**EXTRAIT DU DOCUMENT:**
---*---

Nous ne disposons pas de chiffres sur la fraude en bande organisée, même si nous pouvons décrire des exemples de ces fraudes.
Au vu de mes fonctions antérieures, la branche famille de la sécurité sociale n'a pas à rougir de son adresse, de ses procédures et de ses méthodes en matière de traitement de données. La fouille de données, qui sert aussi bien à l'accès aux droits qu'à la recherche d'anomalies, voire de fraudes, est plus outillée dans la branche famille et dans les CAF que dans le domaine des finances publiques. Ce n'est pas exactement du datamining, mais de l'emploi de données. La majorité de nos 30 millions d'opérations de contrôle provient de recoupements, en particulier avec Pôle emploi. L'autre source principale n'est autre que les réponses des allocataires à nos demandes régulières de justifications.

---*---

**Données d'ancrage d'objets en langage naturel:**
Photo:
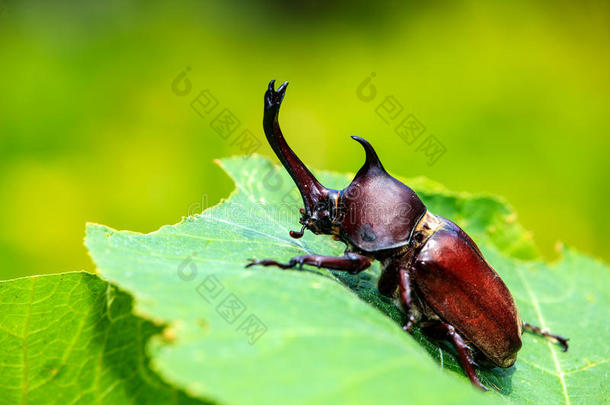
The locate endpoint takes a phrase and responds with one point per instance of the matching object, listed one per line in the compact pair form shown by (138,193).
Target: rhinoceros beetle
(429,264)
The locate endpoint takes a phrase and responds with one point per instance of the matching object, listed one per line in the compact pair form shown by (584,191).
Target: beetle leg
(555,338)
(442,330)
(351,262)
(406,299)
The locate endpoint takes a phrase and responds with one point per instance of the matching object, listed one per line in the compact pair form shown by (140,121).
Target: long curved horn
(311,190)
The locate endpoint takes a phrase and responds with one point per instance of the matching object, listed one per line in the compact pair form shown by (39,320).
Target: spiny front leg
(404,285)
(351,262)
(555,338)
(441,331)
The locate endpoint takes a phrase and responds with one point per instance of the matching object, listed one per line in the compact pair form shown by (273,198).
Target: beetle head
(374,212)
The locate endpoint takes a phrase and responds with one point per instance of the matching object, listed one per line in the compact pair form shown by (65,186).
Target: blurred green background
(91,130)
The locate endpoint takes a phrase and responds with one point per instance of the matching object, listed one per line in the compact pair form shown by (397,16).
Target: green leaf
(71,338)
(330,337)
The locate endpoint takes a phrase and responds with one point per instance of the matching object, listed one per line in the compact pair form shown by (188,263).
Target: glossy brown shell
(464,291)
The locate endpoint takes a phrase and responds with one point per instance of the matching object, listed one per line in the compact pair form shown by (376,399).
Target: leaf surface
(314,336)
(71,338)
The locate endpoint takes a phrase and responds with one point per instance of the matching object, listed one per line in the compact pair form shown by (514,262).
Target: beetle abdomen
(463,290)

---*---

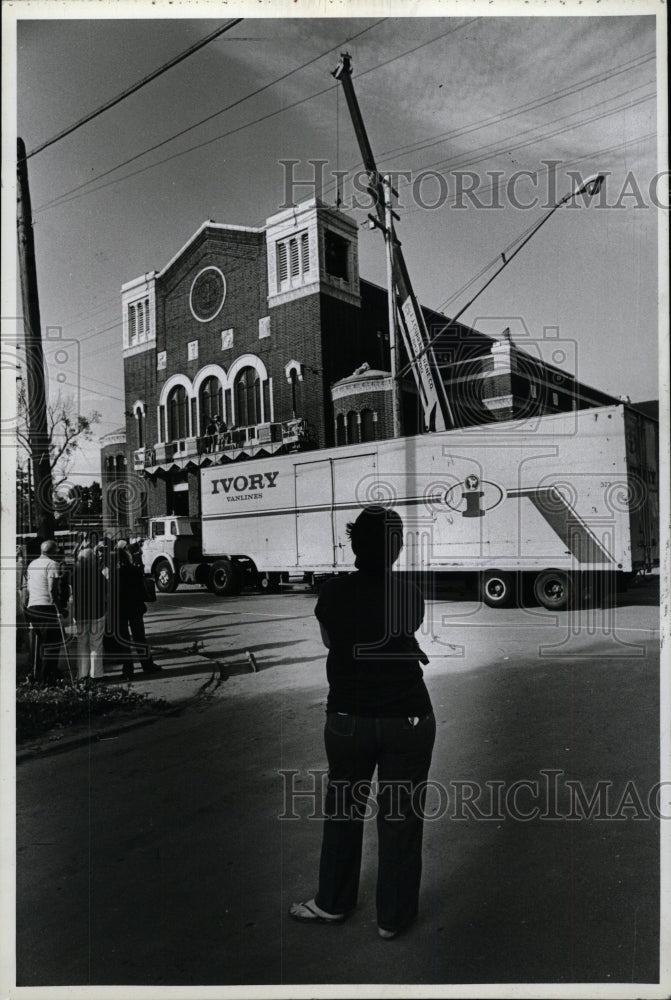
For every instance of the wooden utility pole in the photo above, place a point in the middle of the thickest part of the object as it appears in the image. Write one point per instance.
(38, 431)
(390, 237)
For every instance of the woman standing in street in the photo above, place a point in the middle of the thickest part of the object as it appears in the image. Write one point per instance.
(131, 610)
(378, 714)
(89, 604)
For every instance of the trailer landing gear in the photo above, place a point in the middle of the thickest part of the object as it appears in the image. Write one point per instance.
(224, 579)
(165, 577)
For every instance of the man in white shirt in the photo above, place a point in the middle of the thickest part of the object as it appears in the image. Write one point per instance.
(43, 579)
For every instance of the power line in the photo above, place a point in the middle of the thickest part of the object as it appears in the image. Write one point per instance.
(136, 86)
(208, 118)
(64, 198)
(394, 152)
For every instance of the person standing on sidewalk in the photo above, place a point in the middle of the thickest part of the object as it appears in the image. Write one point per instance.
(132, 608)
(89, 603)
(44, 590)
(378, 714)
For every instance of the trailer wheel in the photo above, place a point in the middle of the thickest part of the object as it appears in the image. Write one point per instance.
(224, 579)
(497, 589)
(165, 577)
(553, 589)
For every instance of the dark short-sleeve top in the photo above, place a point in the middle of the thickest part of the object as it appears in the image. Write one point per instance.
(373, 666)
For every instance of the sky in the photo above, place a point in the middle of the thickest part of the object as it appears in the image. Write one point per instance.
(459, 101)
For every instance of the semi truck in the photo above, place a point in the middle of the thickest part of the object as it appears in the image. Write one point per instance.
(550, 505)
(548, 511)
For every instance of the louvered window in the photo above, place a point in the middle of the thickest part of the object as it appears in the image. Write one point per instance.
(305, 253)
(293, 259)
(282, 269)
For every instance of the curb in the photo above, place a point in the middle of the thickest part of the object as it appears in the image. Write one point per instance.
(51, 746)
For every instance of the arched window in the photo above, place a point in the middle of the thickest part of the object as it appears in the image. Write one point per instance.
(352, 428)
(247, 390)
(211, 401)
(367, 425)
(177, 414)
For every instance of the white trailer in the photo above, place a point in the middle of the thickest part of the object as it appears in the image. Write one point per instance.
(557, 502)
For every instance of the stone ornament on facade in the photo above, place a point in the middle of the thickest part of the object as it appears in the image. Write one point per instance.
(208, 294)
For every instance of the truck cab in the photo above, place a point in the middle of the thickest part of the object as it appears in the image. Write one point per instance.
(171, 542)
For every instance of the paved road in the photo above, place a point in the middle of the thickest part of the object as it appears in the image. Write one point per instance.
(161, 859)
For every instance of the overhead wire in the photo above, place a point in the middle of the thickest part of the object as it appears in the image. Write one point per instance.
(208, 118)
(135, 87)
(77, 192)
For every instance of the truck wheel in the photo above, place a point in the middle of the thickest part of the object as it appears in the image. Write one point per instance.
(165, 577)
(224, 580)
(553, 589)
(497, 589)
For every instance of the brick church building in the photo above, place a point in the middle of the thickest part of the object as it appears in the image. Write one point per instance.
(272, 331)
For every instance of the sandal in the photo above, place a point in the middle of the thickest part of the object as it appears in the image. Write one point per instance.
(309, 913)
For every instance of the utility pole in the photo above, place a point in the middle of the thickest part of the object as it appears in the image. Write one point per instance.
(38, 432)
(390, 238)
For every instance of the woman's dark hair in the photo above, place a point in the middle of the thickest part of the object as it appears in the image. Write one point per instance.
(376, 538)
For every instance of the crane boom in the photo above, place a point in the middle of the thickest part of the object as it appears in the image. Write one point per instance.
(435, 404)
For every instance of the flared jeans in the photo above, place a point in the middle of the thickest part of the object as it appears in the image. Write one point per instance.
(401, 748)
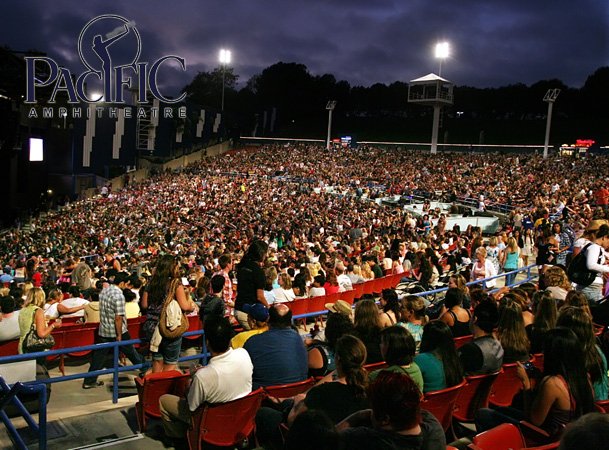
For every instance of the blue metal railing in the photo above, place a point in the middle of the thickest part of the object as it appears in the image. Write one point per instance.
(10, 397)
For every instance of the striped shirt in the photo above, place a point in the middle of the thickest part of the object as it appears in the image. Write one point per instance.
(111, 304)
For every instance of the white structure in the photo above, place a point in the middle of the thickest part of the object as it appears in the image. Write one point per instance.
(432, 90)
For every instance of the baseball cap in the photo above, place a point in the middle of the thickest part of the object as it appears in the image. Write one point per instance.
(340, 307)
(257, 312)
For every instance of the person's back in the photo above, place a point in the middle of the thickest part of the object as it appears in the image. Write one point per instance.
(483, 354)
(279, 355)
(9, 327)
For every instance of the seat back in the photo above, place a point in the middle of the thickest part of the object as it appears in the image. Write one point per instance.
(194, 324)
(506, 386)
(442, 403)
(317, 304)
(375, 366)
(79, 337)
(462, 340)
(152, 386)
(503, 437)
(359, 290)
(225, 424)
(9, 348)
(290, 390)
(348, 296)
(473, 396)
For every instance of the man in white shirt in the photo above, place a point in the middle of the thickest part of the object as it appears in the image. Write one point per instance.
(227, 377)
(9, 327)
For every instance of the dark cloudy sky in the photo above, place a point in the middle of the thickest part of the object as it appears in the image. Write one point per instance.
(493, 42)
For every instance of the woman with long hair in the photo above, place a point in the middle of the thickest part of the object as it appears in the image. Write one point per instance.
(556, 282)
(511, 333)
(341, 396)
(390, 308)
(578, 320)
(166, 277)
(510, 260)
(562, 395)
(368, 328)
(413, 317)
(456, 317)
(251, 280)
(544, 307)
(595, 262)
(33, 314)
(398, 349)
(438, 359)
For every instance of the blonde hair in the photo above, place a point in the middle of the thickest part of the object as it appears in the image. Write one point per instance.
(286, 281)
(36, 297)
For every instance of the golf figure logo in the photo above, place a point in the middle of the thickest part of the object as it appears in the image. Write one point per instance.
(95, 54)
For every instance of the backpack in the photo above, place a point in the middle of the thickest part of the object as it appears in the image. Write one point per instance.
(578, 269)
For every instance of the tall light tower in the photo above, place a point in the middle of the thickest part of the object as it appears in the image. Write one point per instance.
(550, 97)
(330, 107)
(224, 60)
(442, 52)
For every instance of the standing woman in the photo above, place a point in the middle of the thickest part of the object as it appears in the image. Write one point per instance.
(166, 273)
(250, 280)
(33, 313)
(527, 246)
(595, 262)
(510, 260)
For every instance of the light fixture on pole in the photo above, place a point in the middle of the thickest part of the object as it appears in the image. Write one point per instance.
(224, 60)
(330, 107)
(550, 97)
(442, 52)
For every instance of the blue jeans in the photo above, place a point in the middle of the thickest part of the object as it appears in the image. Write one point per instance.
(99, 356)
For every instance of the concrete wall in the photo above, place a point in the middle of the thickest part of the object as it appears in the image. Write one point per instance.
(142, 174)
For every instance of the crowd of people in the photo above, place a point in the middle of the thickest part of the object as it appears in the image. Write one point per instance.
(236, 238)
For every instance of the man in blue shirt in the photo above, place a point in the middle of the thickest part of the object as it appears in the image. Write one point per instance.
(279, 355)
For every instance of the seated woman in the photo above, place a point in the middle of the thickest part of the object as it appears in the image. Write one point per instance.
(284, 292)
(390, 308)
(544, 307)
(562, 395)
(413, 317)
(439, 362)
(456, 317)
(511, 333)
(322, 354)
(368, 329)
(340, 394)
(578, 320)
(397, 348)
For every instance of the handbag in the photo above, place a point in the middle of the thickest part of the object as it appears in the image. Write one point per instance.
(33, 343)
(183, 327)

---*---

**TRAVAIL À FAIRE:**
a) Dans l'extrait sur la branche famille, de quoi provient la majorité des 30 millions d'opérations de contrôle ?
b) Citez l'extrait sur la branche famille depuis « Au vu de mes » jusqu'à « régulières de justifications. » inclus.

**RÉPONSES AUX CONSIGNES:**
a) De recoupements, en particulier avec Pôle emploi.

b)
Au vu de mes fonctions antérieures, la branche famille de la sécurité sociale n'a pas à rougir de son adresse, de ses procédures et de ses méthodes en matière de traitement de données. La fouille de données, qui sert aussi bien à l'accès aux droits qu'à la recherche d'anomalies, voire de fraudes, est plus outillée dans la branche famille et dans les CAF que dans le domaine des finances publiques. Ce n'est pas exactement du datamining, mais de l'emploi de données. La majorité de nos 30 millions d'opérations de contrôle provient de recoupements, en particulier avec Pôle emploi. L'autre source principale n'est autre que les réponses des allocataires à nos demandes régulières de justifications.